§ **TASKS TO PERFORM**
1) Check each statement against the footwear photography thread and answer yes or no, quoting the words that decide it.
(a) candylover designed the shoe being photographed.
(b) Derrel says the reflection can only be created in software.
(c) LearnMyShot recommends lighting the shoe more from the sides.
2) List every username that posted in the footwear photography thread, each only once.
3) Answer from the footwear photography thread:
(a) What size of black card does LearnMyShot suggest?
(b) How does mediaspin360 think of shooting the bottom soles?
(c) On what date did Derrel post?

# Photographing Footwear



## candylover (Jan 14, 2010)

Hello,
I'm new to photography and looking to learn more. I'm beginning to photograph footwear. However the look I'm trying to achieve is shown in the above picture. Do you think the photographer used a platform for the boots to reflect or is it some kind of software for creating that effect.

The picture you will see below. It's obviously mine. Please let me know what I will need. I greatly appreciate it!


----------



## Iron Flatline (Jan 14, 2010)

What a wonderful shoe, did you design it`? 

What are you looking for, the reflective mirror look underneath the shoe?


----------



## candylover (Jan 14, 2010)

I wish I did. I sell them...
Yes, I'm looking for the reflective mirror. Is that a photo effect or a platform of some sort?
Thank you for your help!


----------



## Derrel (Jan 14, 2010)

It can be done in post as an effect, or it can be done in-camera by positioning the product on top of white Plexiglas or another reflective surface,so that the reflection occurs naturally. On-line photo educator Zack Arias has a wonderful free web-based tutorial on how to shoot for a clean white background using Plexi for a naturally-occurring reflection. Almost any 1980's commercial photography or still-life guidebook will show you numerous examples of how to achieve this look in-camera. This is an example of many types of commercial photography where the "old-school" methods are well-documented in books and articles that were published before the widespread advent of scanning, and later, digital capture.


----------



## C.Lloyd (Jan 19, 2010)

And maybe it's just the monitor I'm using, but in that top photo, I can't make out any detail other than the black bottom of the boot, the stitching on the side and a tiny bit of the heel of her right foot.


----------



## MasFotos (Jan 29, 2010)

C.Lloyd said:


> And maybe it's just the monitor I'm using, but in that top photo, I can't make out any detail other than the black bottom of the boot, the stitching on the side and a tiny bit of the heel of her right foot.




Looks good to me


----------



## LearnMyShot (Feb 12, 2010)

When shooting with a white background you subject needs to be slightly darker or it's lost. Basically your shoe is over lit.....try lighting from the sides more...then use a black card, taller than the shoe and 6" wide slightly behind and off to the side...it will strengthen the edges of the shoe...it's a little hard to explain here, but try it and you will see.


----------



## mediaspin360 (Jun 22, 2010)

I was wondering if anyone has shot the bottom soles for footwear, if so how do you do it? I was thinking getting one of the shoe display stands and flip the shoe over and take it from the top down. Any other ideas?


----------

§ **SOURCE EXCERPT**
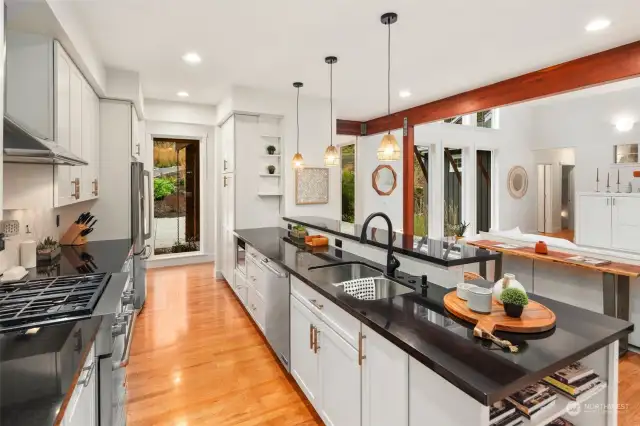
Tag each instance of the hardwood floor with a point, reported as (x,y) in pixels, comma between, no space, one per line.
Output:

§ **SOLVED PROBLEMS**
1)
(a) No: "I wish I did. I sell them..."
(b) No: "It can be done in post as an effect, or it can be done in-camera by positioning the product on top of white Plexiglas or another reflective surface"
(c) Yes: "try lighting from the sides more"

2) candylover, Iron Flatline, Derrel, C.Lloyd, MasFotos, LearnMyShot, mediaspin360

3)
(a) Taller than the shoe and 6" wide.
(b) By getting one of the shoe display stands, flipping the shoe over and taking it from the top down.
(c) Jan 14, 2010.